### Tindakan yang Diperlukan
1. Menurut artikel tentang ISL 2014, berapa pertandingan yang dimainkan setiap tim pada musim itu?
2. Ringkaslah paragraf dalam artikel tentang ISL 2014 yang diawali "Secara keseluruhan, musim 2014" menjadi satu kalimat tanpa menghilangkan fakta utamanya.
3. Lanjutkan artikel tentang ISL 2014 mulai dari kalimat terakhirnya.

═════ Teks Halaman

Musim Teringan Sekaligus Terberat
A
A
A
BANDUNG - Indonesia Super League (ISL) 2014 telah usai dengan melahirkan Persib Bandung sebagai juara baru. Sepanjang format ISL diberlakukan sejak 2007-2008, Persib adalah tim keempat yang menjadi juara setelah Persipura Jayapura, Arema Indonesia dan Sriwijaya FC.
Munculnya Persib sebagai kampiun memberikan nuansa segar musim ini setelah sekian lama dikuasai tiga tim saja. Ini membuktikan tidak ada satu tim yang benar-benar spesialis juara, walau yang tampil partai akhir masih tim itu-itu saja.
Beruntung kita masih diberi kesempatan melihat kejutan Pelita Bandung Raya (PBR) yang menyodok sampai ke semifinal. Satu-satunya tim yang di luar prediksi bisa menembus empat besar walau bukan tim dengan kekuatan bintang. Angkat topi untuk PBR.
Secara keseluruhan, musim 2014 bisa disebut musim paling ringan sejak format nama ISL diperkenalkan. Dibagi menjadi dua wilayah dengan peserta 22 tim, hanya 20 pertandingan yang dimainkan masing-masing kontestan. Jumlah yang irit untuk semusim kompetisi.
Itu menguntungkan dari aspek finansial tim karena pengeluaran untuk laga tandang tidak terlalu besar, walau masih ada yang kebangetan karena menunggak gaji pemain. Beberapa tim 'kere' agak tertolong dengan format ini, sebut saja Persik Kediri.
Persik saya jadikan contoh karena memiliki permasalahan yang kompleks. Saya tak yakin Macan Putih akan bertahan di ISL jika bermain dengan satu wilayah, yakni harus melakoni laga hingga Papua sana. Bermain di seputaran Jawa dan Sumatera masih tergolong ringan.

══════════
═════ Isi Dataset

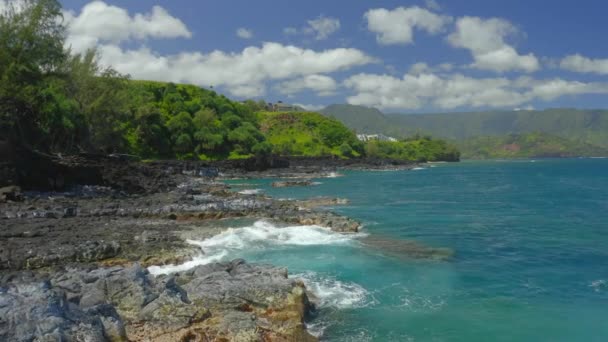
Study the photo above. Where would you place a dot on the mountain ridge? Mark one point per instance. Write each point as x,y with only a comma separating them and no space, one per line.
579,125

══════════

### Jawaban yang Diberikan
1. Setiap tim memainkan 20 pertandingan.

2. Musim 2014 menjadi musim teringan sejak format ISL diperkenalkan karena 22 tim dibagi ke dalam dua wilayah sehingga tiap tim hanya memainkan 20 pertandingan.

3.
Hal positif lain adalah mulai kerasnya penegakan hukum di kompetisi. Komisi Disiplin (Komdis) sudah banyak memberikan sanksi, baik untuk supporter, klub, maupun pemain dan official. Ini harus terus ditingkatkan walau masih terlalu banyak kekurangan.
Saya sering mendengar Komdis dinilai kurang begini-begitu dalam menjatuhkan sanksi. Terlepas dari penilaian banyak pihak, saya pribadi berharap Komdis lebih keras dan tanpa kompromi lagi dalam memberikan sanksi sesuai porsi.
Irit finansial dan penegakan hukum itulah yang menjadi nilai positif dari kompetisi musim ini. Sedangkan aspek lainnya lebih banyak menyajikan situasi negatif. Wasit misalnya, masih terlampau sering melakukan keputusan kontroversial.
Saya pernah membaca wasit-wasit sempat dikarantina sebelum memimpin di ISL. Melihat banyaknya kontroversi musim ini, salah seorang rekan supporter sempat berkelakar bahwa wasitnya salah dikarantina di Balai Karantina Pertanian.
Hal lain yang cukup mengganggu adalah terlalu banyak libur pertandingan dalam semusim. Sejatinya dua wilayah bisa diselesaikan dalam waktu empat bulan saja, tapi nyatanya mengular sejak Februari hingga Oktober.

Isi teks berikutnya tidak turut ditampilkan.